• AIM OF THE EXERCISE: Write out every record in full, keeping each character exactly as it is.

───── MATERIALS PROVIDED ─────

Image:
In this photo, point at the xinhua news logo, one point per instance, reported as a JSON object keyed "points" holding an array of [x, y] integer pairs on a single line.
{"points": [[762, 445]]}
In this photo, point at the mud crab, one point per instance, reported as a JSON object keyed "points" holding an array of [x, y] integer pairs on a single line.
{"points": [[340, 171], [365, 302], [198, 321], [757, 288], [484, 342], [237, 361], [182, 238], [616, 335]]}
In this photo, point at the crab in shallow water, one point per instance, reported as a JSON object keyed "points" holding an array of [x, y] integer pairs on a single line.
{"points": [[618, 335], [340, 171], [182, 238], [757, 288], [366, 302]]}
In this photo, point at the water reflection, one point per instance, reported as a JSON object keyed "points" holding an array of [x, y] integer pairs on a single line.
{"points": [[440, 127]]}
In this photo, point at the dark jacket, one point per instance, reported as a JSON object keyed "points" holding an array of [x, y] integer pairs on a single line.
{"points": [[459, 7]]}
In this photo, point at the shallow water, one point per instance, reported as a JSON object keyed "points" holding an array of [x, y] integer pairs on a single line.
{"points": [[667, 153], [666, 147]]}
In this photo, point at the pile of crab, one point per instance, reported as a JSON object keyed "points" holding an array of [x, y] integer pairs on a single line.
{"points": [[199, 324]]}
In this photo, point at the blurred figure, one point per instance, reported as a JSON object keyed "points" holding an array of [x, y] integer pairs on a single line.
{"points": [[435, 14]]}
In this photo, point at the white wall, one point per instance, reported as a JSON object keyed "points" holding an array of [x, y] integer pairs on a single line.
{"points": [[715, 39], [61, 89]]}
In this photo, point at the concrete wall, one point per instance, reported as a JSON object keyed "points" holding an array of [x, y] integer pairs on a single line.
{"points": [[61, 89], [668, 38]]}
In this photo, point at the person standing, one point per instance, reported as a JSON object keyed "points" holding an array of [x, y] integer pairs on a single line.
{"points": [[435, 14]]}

─────

• YOUR SOLUTION:
Image:
In this photo, point at the xinhua news logo, one point per instance, reported as a JSON object keyed "points" holding an array of [x, y] integer pairs on a single line.
{"points": [[762, 445]]}
In this photo, point at the mud crab, one point per instance, reported as a JSON object keyed "points" holding an array of [x, y] integer pairs on a single line.
{"points": [[340, 171], [365, 302], [198, 321], [757, 288], [484, 342], [237, 361], [182, 238], [616, 335]]}
In this photo, point at the crab in shallow water, one point per instance, reported as a JSON object keyed "points" holding an array of [x, y] integer pairs on a single line.
{"points": [[618, 335], [340, 171], [182, 238], [757, 288], [366, 302]]}
In this photo, point at the water reflection, one point per instance, reported as a JSON object keyed "points" holding an array of [x, y] integer pairs on a single line.
{"points": [[440, 127]]}
In this photo, point at the dark jacket, one point per instance, reported as a JSON object keyed "points" holding an array of [x, y] integer pairs on a single line.
{"points": [[459, 7]]}
In this photo, point at the shallow water, one point per instance, reported as a JSON object keyed "points" holding an array of [x, y] integer pairs on a single line.
{"points": [[667, 153], [666, 147]]}
In this photo, point at the pile of crab, one point per instance, reported as a JSON object keyed "points" holding an array of [x, y] integer pairs on a single line.
{"points": [[199, 324]]}
In this photo, point at the blurred figure, one point per instance, reported as a JSON object keyed "points" holding an array of [x, y] integer pairs on a single line.
{"points": [[435, 14]]}
In this photo, point at the white wall, one point per instance, reported as a JSON object keyed "points" holding an array of [x, y] integer pairs on a single line.
{"points": [[715, 39], [61, 89]]}
In this photo, point at the concrete wall, one point per instance, reported as a JSON object keyed "points" holding an array of [x, y] integer pairs on a single line.
{"points": [[61, 89], [668, 38]]}
In this photo, point at the person standing, one point per instance, reported as a JSON object keyed "points" holding an array of [x, y] integer pairs on a single line.
{"points": [[435, 14]]}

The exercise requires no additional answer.